-- BEGIN EXTRACTED DATA --
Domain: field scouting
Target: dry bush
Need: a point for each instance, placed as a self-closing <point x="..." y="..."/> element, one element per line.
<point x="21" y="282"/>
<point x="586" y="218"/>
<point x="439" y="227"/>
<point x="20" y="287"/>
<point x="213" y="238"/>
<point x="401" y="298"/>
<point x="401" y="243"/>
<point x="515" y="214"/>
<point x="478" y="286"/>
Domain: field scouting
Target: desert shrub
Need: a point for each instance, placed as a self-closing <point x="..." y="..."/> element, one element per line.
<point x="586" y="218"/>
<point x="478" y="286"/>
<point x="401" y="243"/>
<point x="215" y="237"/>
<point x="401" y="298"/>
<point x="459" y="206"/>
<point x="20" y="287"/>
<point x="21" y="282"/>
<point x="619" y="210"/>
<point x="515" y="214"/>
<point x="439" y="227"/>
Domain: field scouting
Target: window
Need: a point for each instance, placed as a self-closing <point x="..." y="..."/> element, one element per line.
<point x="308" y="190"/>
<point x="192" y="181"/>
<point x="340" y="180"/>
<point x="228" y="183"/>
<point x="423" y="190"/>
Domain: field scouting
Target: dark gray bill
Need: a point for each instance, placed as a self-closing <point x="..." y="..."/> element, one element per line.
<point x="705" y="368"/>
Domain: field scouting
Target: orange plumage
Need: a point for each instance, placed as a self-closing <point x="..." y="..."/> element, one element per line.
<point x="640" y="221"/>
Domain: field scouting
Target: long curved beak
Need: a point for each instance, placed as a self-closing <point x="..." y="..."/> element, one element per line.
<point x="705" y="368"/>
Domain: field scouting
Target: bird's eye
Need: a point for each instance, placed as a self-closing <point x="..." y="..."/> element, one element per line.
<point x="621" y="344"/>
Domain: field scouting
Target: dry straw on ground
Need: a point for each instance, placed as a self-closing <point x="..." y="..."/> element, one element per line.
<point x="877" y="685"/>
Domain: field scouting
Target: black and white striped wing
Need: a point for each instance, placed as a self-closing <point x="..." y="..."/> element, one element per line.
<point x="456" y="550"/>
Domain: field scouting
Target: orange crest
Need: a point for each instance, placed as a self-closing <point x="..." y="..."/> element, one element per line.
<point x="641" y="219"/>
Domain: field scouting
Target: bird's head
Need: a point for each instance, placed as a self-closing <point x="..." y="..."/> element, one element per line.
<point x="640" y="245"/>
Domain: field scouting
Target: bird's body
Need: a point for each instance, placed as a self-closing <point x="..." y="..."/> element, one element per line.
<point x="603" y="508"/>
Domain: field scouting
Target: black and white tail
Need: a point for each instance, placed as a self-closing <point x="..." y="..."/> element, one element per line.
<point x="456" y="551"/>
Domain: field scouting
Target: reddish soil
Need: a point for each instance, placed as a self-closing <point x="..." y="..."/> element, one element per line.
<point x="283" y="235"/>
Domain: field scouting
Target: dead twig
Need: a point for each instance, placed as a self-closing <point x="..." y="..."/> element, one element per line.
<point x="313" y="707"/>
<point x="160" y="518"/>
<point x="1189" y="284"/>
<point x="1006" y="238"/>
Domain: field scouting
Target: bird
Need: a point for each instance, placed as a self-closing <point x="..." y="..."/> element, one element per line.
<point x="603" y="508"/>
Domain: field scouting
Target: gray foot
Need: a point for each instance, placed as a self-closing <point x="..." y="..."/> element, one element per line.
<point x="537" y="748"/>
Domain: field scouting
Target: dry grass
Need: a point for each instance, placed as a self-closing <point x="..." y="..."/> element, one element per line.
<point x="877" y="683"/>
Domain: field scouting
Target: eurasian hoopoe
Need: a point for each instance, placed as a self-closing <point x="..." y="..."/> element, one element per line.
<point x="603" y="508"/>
-- END EXTRACTED DATA --
■ **WORK TO DO**
Each line above must be printed exactly as it appears.

■ **WRITTEN ANSWER**
Domain: field scouting
Target: dry bush
Need: a point for each instance, placed as a self-closing <point x="..." y="..."/> element, one element per line.
<point x="21" y="282"/>
<point x="586" y="218"/>
<point x="439" y="227"/>
<point x="20" y="287"/>
<point x="213" y="238"/>
<point x="401" y="298"/>
<point x="401" y="243"/>
<point x="515" y="214"/>
<point x="478" y="286"/>
Domain: field scouting
Target: desert shrub
Need: a point for each instance, placed as a self-closing <point x="..." y="..."/> element, one element per line.
<point x="586" y="218"/>
<point x="478" y="286"/>
<point x="401" y="243"/>
<point x="215" y="237"/>
<point x="401" y="298"/>
<point x="459" y="206"/>
<point x="20" y="287"/>
<point x="21" y="282"/>
<point x="619" y="210"/>
<point x="515" y="214"/>
<point x="439" y="227"/>
Domain: field scouting
Target: window
Need: a point for each instance, placed as a self-closing <point x="..." y="..."/> element, one element per line.
<point x="308" y="190"/>
<point x="192" y="181"/>
<point x="340" y="180"/>
<point x="228" y="183"/>
<point x="423" y="190"/>
Domain: field scouting
Target: dark gray bill
Need: a point for each instance, placed as a self-closing <point x="..." y="..."/> element, one element per line.
<point x="705" y="368"/>
Domain: field scouting
Target: orange plumage
Need: a point for each instance, placed as a self-closing <point x="..." y="..."/> element, one element per line.
<point x="640" y="221"/>
Domain: field scouting
Target: long curved beak
Need: a point for each instance, placed as a self-closing <point x="..." y="..."/> element, one element per line.
<point x="705" y="368"/>
Domain: field scouting
Target: bird's eye
Need: a point for each instance, placed as a self-closing <point x="..." y="..."/> element, one element per line.
<point x="621" y="344"/>
Domain: field scouting
Target: dry straw on ground
Need: a point for each instance, placed as a self-closing <point x="..." y="..."/> element, one element per line.
<point x="877" y="685"/>
Domain: field scouting
Target: black and white striped wing
Need: a point for each instance, placed as a self-closing <point x="..." y="..."/> element, one element per line.
<point x="456" y="550"/>
Domain: field scouting
Target: orange crest
Need: a point for each instance, placed as a self-closing <point x="..." y="..."/> element, one element per line.
<point x="641" y="219"/>
Domain: field scouting
Target: bird's head
Need: a point for each instance, placed as a self-closing <point x="..." y="..."/> element, one element per line.
<point x="640" y="245"/>
Domain: field scouting
Target: bird's body
Need: a point for each instance, placed as a self-closing <point x="..." y="..."/> element, one element per line.
<point x="603" y="508"/>
Domain: field scouting
Target: black and white tail
Need: a point for each instance, placed as a self-closing <point x="..." y="..."/> element, one element per line.
<point x="456" y="551"/>
Domain: field scouting
Target: reddish soil
Need: a point for each instance, placed as a self-closing <point x="..." y="..."/> element, one element per line.
<point x="283" y="235"/>
Domain: field scouting
Target: dead twig
Need: a point for each instance, placed as a self-closing <point x="..." y="..."/> element, one element per line.
<point x="313" y="707"/>
<point x="160" y="518"/>
<point x="1189" y="284"/>
<point x="1006" y="238"/>
Domain: field scouting
Target: bird
Need: a point for each instance, placed as a self-closing <point x="..." y="..."/> element, one element per line.
<point x="603" y="508"/>
Domain: field scouting
Target: gray foot
Need: a point for each instance, placed as a self-closing <point x="..." y="..."/> element, one element per line.
<point x="537" y="748"/>
Domain: field scouting
Target: dry grass
Need: a point for each instance, placed as a self-closing <point x="..." y="..."/> element, one element per line.
<point x="877" y="683"/>
Domain: field scouting
Target: eurasian hoopoe
Need: a point for each instance, placed as a self-closing <point x="..." y="..."/> element, one element per line.
<point x="603" y="508"/>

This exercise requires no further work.